Given request
List every line in the rows below that contains the string "turtle". Matching is case-sensitive.

Extracted data entries
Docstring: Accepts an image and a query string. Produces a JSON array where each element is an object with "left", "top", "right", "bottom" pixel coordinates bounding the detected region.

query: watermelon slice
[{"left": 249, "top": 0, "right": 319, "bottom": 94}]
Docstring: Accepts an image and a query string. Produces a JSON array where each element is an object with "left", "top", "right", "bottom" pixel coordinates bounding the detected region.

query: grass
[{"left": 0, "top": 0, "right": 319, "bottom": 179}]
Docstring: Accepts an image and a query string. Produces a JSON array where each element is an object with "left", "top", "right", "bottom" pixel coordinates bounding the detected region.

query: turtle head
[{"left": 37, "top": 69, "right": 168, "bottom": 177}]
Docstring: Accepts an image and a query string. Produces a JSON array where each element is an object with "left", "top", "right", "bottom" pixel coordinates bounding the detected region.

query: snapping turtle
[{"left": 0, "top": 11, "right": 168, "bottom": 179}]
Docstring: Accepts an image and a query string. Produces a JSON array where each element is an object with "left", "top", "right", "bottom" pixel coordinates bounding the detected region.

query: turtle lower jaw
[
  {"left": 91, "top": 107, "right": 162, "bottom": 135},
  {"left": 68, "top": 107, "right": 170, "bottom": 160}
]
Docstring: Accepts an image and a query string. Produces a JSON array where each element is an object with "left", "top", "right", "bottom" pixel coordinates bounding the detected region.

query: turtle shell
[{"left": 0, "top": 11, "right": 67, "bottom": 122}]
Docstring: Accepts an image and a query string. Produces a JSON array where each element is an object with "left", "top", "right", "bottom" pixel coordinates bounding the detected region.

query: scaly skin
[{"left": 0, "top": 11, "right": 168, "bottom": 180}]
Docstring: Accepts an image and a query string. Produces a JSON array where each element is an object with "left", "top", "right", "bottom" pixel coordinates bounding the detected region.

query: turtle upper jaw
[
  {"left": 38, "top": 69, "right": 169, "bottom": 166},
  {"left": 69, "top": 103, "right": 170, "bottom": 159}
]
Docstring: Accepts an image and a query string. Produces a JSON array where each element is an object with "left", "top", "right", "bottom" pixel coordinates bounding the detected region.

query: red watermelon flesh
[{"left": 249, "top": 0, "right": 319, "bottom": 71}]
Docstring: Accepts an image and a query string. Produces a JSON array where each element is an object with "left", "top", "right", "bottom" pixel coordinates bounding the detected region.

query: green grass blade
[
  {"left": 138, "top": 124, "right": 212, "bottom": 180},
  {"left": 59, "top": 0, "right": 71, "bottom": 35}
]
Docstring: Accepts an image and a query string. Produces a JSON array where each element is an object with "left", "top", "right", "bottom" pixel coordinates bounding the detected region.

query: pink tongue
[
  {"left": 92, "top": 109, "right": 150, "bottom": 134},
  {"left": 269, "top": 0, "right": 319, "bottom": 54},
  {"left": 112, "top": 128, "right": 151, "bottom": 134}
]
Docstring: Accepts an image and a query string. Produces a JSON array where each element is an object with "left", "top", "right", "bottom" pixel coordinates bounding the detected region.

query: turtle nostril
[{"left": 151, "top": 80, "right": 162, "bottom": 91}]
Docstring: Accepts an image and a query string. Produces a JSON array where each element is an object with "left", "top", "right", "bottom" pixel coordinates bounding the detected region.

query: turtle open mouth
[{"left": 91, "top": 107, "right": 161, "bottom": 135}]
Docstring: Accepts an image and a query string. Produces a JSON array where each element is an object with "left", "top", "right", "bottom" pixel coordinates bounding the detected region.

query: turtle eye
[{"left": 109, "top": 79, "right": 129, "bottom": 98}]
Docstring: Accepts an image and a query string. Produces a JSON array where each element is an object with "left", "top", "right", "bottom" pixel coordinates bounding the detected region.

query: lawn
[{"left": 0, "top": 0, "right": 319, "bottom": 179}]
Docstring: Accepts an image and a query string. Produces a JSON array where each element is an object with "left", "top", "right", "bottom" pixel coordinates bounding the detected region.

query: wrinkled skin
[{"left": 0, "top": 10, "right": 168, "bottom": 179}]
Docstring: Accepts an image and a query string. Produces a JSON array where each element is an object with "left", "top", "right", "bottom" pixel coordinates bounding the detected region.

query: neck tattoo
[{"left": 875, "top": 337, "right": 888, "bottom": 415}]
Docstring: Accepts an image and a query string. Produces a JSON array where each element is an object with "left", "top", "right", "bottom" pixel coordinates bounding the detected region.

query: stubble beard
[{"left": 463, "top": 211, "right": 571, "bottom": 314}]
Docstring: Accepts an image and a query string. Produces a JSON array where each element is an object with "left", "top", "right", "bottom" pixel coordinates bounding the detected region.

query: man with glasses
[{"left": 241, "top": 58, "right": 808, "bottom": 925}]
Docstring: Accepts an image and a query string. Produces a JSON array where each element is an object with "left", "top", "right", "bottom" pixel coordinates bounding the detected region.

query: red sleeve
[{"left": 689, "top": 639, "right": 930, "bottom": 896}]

Result
query: turtle head
query: snapping turtle
query: turtle lower jaw
query: turtle shell
query: turtle upper jaw
query: turtle nostril
query: turtle open mouth
query: turtle eye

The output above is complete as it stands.